Tra i primissimi lungometraggi cinematografici interpretati dal non ancora divo della celluloide made in USA la cui carriera terminò con Il cacciatore di taglie (1980) di Buzz Kulik, Blob – Fluido mortale (1958) di Irvin S. Yeaworth Jr. (a quanto pare affiancato al timone di regia dal produttore associato Russell S. Doughten Jr., non accreditato) rivive su supporto dvd grazie a Sinister Film, che ne rende disponibile un’edizione comprensiva di trailer, galleria fotografica e presentazione a cura del trash director Luigi Cozzi.

Operazione nata come b-movie, ma trasformatasi in breve tempo in un piccolo classico della fantascienza a tinte horror, apre attraverso una simpatica sigla composta da un ancora sconosciuto Burt Bacharach e pone al proprio centro un’innovativa creatura aliena informe che, realizzata tramite l’utilizzo di una mistura di silicone e vernice rosso fragola, non vuole essere soltanto lo specchio dell’America consumatrice e dagli appetiti insaziabili di allora, ma, a causa soprattutto del suo colore, intende probabilmente rappresentare il dilagante “nemico comunista” (all’epoca si era in piena Guerra Fredda).

Innovativa perché prima a non possedere elementi umani (ricordiamo che era stata preceduta da Dracula, Frankenstein e gli altri Universal monsters), apparendo tanto raccapricciante quanto divertente quando impegnata ad attorcigliarsi sulla mano di un povero vecchio, per poi passare allo sterminio, tra gli altri, di un meccanico alle prese con la riparazione di un’auto e di un dottore.

Fino alla mitica sequenza in cui attacca un cinema pieno di gente, poco prima che si venga a scoprire il suo punto debole e l’unica maniera per poterla annientare.

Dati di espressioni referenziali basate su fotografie
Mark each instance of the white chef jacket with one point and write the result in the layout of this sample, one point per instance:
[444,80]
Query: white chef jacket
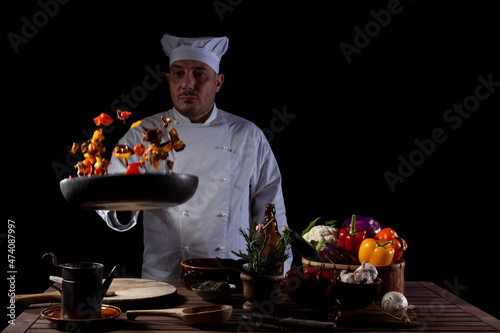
[238,175]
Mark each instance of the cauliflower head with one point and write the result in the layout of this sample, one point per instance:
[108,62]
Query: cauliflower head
[321,233]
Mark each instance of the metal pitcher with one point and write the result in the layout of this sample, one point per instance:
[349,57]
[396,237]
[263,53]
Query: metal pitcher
[82,289]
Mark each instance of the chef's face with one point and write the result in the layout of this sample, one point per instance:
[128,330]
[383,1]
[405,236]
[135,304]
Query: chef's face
[193,85]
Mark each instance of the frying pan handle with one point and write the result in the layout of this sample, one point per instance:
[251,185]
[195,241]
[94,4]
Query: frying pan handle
[55,264]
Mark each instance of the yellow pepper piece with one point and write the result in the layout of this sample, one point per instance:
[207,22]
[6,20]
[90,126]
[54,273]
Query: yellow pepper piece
[137,123]
[375,252]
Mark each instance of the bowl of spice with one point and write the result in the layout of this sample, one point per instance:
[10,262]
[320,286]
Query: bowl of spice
[212,291]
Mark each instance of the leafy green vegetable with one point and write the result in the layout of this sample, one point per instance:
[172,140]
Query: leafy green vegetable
[261,263]
[313,224]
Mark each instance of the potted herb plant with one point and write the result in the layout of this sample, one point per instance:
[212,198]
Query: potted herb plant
[263,274]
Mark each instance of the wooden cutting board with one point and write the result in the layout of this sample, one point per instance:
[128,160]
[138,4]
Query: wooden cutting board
[128,293]
[132,292]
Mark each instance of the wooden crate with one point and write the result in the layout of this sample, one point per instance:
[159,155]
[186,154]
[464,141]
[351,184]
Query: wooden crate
[392,275]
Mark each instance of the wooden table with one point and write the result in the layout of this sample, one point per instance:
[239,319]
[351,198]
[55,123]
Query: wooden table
[436,309]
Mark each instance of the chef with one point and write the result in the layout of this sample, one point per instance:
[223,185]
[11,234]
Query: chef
[238,173]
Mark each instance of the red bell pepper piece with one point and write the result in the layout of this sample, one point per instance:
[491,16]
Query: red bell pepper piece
[133,169]
[122,115]
[103,119]
[400,245]
[350,238]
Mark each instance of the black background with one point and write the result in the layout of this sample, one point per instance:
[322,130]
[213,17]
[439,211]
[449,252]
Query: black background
[347,125]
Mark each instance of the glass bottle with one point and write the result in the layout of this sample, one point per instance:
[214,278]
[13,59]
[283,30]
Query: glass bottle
[270,225]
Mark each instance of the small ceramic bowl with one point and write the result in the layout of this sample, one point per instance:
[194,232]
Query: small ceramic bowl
[212,295]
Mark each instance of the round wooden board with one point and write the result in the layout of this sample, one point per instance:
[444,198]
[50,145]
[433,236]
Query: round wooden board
[132,291]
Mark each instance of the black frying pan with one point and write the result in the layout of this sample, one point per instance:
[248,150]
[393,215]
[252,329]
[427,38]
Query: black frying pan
[133,192]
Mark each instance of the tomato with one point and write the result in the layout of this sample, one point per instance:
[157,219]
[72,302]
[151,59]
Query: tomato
[139,149]
[133,169]
[103,119]
[326,278]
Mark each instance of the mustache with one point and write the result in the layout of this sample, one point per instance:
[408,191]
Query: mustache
[187,93]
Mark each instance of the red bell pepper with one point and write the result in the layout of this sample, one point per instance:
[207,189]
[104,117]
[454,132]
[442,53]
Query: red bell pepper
[399,245]
[350,238]
[103,119]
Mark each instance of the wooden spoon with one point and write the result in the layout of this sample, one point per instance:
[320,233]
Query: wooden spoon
[48,297]
[195,315]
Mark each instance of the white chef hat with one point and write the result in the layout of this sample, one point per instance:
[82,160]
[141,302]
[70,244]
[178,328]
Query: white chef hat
[208,50]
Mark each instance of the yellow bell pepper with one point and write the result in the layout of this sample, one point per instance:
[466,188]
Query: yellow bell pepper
[375,252]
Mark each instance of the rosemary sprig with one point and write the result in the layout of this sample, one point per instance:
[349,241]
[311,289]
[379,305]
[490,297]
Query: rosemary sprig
[261,263]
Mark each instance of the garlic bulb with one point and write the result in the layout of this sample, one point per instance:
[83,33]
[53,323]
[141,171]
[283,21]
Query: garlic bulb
[395,304]
[365,273]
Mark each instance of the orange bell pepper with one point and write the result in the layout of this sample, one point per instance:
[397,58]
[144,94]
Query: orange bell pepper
[376,252]
[400,245]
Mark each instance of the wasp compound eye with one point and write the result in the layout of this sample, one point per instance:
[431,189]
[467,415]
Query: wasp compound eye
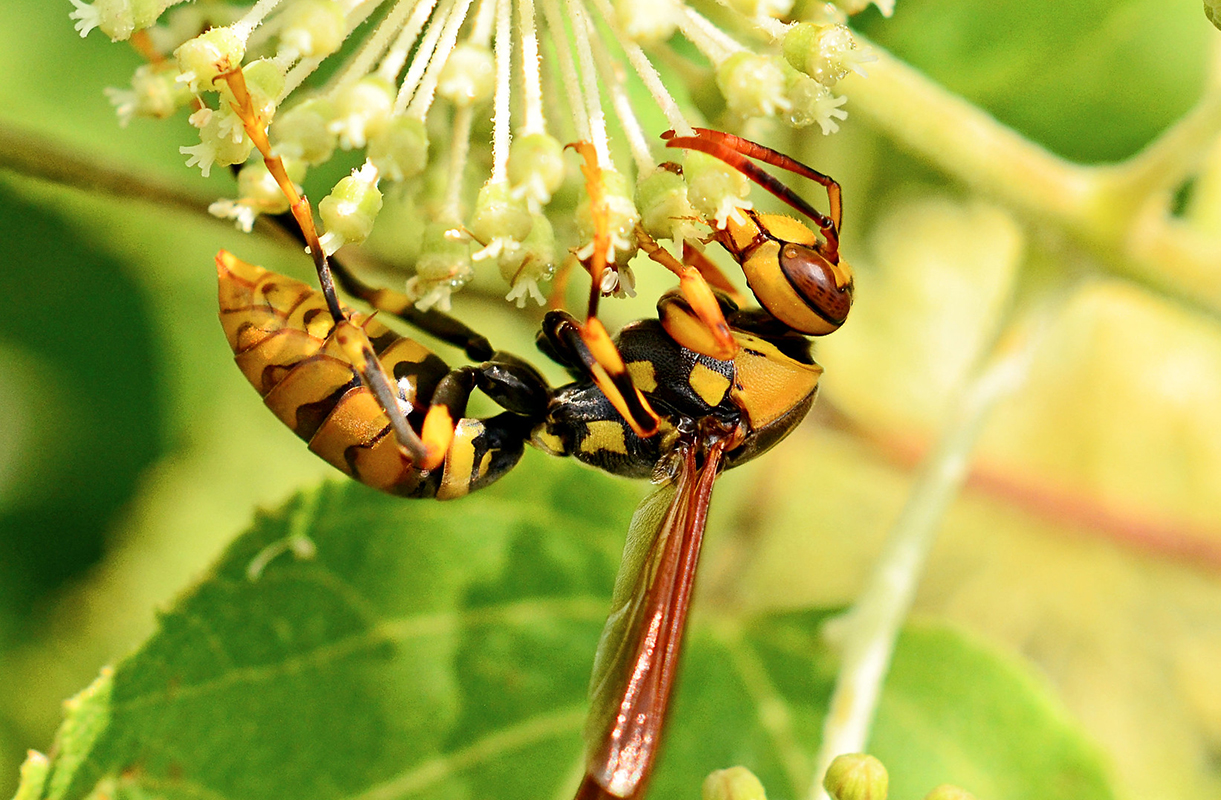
[826,287]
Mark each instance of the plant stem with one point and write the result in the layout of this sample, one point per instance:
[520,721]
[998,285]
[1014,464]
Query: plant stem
[1120,211]
[869,629]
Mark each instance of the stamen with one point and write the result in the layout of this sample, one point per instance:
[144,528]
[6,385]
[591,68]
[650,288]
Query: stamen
[584,32]
[714,44]
[373,49]
[567,69]
[246,26]
[646,72]
[423,98]
[459,153]
[305,67]
[531,77]
[503,88]
[394,60]
[613,78]
[423,58]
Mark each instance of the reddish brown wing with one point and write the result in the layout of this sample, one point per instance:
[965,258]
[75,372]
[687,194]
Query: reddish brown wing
[639,652]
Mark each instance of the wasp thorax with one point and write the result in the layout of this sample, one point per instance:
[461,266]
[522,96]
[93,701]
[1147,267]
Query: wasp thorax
[824,286]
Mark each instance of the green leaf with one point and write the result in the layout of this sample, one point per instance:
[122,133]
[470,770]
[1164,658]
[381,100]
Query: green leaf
[1093,80]
[421,649]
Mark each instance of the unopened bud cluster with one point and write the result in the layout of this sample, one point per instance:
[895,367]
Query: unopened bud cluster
[429,97]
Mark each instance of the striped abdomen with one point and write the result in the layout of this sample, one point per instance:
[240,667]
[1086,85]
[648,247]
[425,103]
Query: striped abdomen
[281,335]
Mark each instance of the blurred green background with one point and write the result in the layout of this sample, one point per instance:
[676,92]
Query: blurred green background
[1089,541]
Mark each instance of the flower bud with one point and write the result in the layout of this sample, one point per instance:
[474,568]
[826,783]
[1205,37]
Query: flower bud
[209,55]
[349,210]
[117,18]
[752,84]
[736,783]
[363,110]
[469,75]
[532,261]
[498,215]
[258,193]
[714,188]
[622,219]
[264,82]
[442,269]
[401,149]
[221,142]
[823,51]
[314,28]
[304,132]
[856,777]
[536,166]
[812,103]
[666,213]
[155,93]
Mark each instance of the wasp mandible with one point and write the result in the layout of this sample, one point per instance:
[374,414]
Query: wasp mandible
[702,387]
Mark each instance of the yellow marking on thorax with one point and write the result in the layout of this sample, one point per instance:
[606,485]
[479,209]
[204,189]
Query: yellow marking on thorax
[786,229]
[768,381]
[605,435]
[644,375]
[547,441]
[708,384]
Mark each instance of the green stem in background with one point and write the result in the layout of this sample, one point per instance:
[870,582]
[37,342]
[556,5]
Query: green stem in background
[1120,211]
[36,155]
[868,632]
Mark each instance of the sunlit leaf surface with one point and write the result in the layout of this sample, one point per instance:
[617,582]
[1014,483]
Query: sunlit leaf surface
[353,645]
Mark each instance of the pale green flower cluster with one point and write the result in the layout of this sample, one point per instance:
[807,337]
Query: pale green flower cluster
[460,109]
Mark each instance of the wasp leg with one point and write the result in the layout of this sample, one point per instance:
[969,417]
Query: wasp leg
[506,379]
[701,326]
[587,346]
[563,340]
[435,323]
[735,150]
[695,257]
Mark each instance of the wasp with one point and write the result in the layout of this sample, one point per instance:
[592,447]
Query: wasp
[680,397]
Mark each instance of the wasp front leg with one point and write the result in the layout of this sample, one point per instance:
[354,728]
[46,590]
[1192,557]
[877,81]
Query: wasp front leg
[589,342]
[697,321]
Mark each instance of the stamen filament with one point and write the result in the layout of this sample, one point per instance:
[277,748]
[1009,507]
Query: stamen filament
[423,99]
[459,153]
[567,69]
[374,48]
[613,78]
[253,18]
[423,58]
[706,37]
[481,32]
[647,73]
[531,80]
[394,60]
[305,67]
[503,88]
[583,33]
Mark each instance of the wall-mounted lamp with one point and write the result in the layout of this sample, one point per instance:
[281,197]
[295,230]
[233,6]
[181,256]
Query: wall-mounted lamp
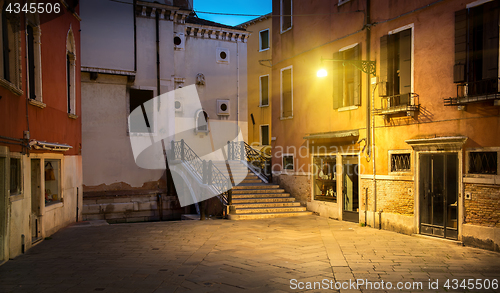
[366,66]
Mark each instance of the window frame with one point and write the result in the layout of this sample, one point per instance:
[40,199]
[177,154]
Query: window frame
[483,149]
[281,92]
[281,16]
[283,162]
[260,91]
[390,153]
[268,40]
[268,135]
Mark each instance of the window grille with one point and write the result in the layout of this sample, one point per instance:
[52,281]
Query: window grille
[400,162]
[483,163]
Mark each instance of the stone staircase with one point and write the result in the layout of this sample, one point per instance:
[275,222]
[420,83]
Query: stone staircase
[255,199]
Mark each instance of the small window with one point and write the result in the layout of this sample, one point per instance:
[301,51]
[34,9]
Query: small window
[286,15]
[286,93]
[15,176]
[264,90]
[264,39]
[288,162]
[52,178]
[141,120]
[400,163]
[264,134]
[483,163]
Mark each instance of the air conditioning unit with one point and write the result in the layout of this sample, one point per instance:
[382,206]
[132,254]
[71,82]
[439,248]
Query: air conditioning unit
[179,40]
[223,107]
[178,106]
[222,55]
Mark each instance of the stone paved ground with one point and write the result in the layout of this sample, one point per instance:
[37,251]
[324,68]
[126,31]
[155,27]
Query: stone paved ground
[234,256]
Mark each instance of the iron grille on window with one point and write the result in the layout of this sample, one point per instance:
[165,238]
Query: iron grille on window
[400,162]
[483,162]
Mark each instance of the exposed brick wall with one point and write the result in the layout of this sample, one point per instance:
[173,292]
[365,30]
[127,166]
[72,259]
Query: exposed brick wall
[484,206]
[392,196]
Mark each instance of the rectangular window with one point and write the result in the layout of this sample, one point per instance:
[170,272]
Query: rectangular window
[52,178]
[264,134]
[288,162]
[325,178]
[141,119]
[264,39]
[286,15]
[477,49]
[483,163]
[264,90]
[286,93]
[395,67]
[400,163]
[347,79]
[15,176]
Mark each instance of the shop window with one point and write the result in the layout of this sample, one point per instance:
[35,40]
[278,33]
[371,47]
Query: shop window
[70,72]
[286,15]
[264,39]
[141,119]
[264,134]
[395,68]
[346,79]
[10,60]
[52,178]
[483,163]
[286,93]
[325,178]
[400,162]
[264,90]
[15,176]
[288,162]
[477,49]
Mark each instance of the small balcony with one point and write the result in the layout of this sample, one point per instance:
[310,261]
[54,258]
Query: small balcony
[474,92]
[399,104]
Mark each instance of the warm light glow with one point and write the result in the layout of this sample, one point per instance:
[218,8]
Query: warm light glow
[322,73]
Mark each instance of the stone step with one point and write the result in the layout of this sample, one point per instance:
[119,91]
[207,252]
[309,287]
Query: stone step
[255,191]
[265,204]
[261,195]
[267,215]
[262,200]
[269,210]
[254,186]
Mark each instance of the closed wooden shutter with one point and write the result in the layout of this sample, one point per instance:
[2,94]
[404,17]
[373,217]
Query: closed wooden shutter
[338,81]
[357,77]
[286,94]
[490,40]
[384,58]
[460,46]
[405,61]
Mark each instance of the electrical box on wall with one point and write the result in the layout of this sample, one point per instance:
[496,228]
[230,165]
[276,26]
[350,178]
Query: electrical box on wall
[222,55]
[223,107]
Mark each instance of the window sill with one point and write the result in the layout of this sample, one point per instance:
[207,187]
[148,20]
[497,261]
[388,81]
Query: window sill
[53,206]
[36,103]
[16,197]
[347,108]
[10,86]
[72,116]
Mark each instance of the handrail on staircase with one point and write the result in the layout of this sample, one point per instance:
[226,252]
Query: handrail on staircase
[207,172]
[259,160]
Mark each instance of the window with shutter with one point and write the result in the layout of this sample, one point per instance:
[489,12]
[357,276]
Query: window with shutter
[286,93]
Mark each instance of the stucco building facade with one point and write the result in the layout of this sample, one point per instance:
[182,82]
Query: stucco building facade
[40,125]
[402,131]
[160,47]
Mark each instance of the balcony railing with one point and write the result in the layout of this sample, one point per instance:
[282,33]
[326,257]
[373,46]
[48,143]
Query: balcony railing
[472,92]
[403,103]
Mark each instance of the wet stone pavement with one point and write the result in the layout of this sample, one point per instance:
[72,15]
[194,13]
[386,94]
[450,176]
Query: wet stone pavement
[302,254]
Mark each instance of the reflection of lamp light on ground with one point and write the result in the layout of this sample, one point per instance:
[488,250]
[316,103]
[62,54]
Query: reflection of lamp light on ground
[322,73]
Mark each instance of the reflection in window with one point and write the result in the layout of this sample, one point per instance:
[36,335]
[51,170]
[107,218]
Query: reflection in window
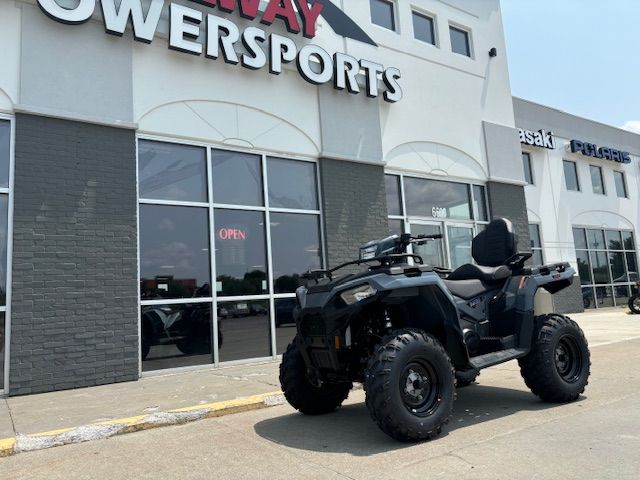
[285,323]
[479,204]
[241,256]
[174,252]
[245,330]
[536,245]
[394,202]
[295,242]
[460,239]
[176,335]
[432,253]
[172,172]
[434,198]
[237,178]
[2,349]
[600,267]
[5,152]
[4,209]
[595,239]
[292,184]
[614,263]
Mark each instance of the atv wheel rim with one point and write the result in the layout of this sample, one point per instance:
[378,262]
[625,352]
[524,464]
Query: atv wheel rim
[568,360]
[419,388]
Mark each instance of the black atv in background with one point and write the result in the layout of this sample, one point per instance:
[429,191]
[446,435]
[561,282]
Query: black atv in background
[409,335]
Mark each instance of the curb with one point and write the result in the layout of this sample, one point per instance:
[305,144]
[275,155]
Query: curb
[97,431]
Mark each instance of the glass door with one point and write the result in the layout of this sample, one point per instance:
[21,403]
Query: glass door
[432,252]
[459,238]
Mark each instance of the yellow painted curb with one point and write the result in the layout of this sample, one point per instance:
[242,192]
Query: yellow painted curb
[66,436]
[6,447]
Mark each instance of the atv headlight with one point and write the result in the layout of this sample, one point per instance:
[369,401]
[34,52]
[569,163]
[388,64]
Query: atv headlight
[358,294]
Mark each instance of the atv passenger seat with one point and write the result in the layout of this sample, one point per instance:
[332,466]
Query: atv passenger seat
[491,248]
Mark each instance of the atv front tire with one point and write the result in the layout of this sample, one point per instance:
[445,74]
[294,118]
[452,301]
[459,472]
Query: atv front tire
[634,304]
[301,393]
[464,379]
[410,386]
[558,366]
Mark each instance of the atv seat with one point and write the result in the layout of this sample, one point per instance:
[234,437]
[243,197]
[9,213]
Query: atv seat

Elenco dei compiti
A - Riproduca fedelmente il passo della recensione di Blob – Fluido mortale che va da "Innovativa perché prima" fino a "di un dottore.".
B - Risponda alle seguenti domande sulla recensione di Blob – Fluido mortale:
(i) Chi ha curato la presentazione inclusa nell'edizione in dvd?
(ii) Con quale mistura è stata realizzata la creatura aliena?
(iii) Quale luogo pieno di gente viene attaccato dalla creatura nella sequenza definita mitica?
C - Prosegua la recensione di Blob – Fluido mortale a partire dall'ultima frase riportata.

Risposte
A -
Innovativa perché prima a non possedere elementi umani (ricordiamo che era stata preceduta da Dracula, Frankenstein e gli altri Universal monsters), apparendo tanto raccapricciante quanto divertente quando impegnata ad attorcigliarsi sulla mano di un povero vecchio, per poi passare allo sterminio, tra gli altri, di un meccanico alle prese con la riparazione di un’auto e di un dottore.

B -
(i) Luigi Cozzi.
(ii) Con una mistura di silicone e vernice rosso fragola.
(iii) Un cinema.

C -
Il fluido che uccide

Stessa identica maniera ripresa anche nel rifacimento Il fluido che uccide (1988), in realtà concepito soltanto sedici anni dopo il sequel Beware! The blob (1972), inedito in Italia e diretto dal Larry Hagman noto per essere stato J.R. nel popolare telefilm Dallas.

Rifacimento che, edito per il mercato dell’home video digitale da CG Home Video con il trailer originale quale extra, si costruisce su una sceneggiatura a firma del regista Chuck Russell – alla sua seconda fatica dopo Nightmare 3 – I guerrieri del sogno (1987) – e del Frank Darabont poi dietro la macchina da presa per i kinghiani Le ali della libertà (1994), Il miglio verde (1999) e The mist (2007).

Sceneggiatura bene o male fedele a quella del capostipite e che, ponendo nei ruoli di protagonisti un ribelle e macho Kevin Dillon (fratello del più noto Matt) fornito di motocicletta e la Shawnee Smith che i fan dell’horror conoscono soprattutto per aver concesso anima e corpo alla Amanda della saga Saw, sfrutta soprattutto gli eccellenti effetti speciali con il fine di generare la sequela di sequenze spettacolari volte al facile intrattenimento da brivido giovanilistico tipicamente anni Ottanta (non a caso, abbiamo anche una ironica frecciatina in aria di parodia rivolta alla allora gettonatissima serie Venerdì 13).

Sequenze spazianti da quella in cui una diciottenne Erika Eleniak finisce vittima della minaccia extraterrestre in automobile al momento che vede la Candy Clark di American graffiti (1973) ritrovarsi prigioniera all’interno di una cabina telefonica; senza contare il tizio risucchiato per intero nel buco del lavandino.

Sicuramente una delle migliori e maggiormente memorabili della riuscitissima circa ora e mezza di visione, che, forse anche superiore e più coinvolgente rispetto alla pellicola da cui prende le mosse, sembra aggiornarne, inoltre, la metafora inclusa tra i fotogrammi.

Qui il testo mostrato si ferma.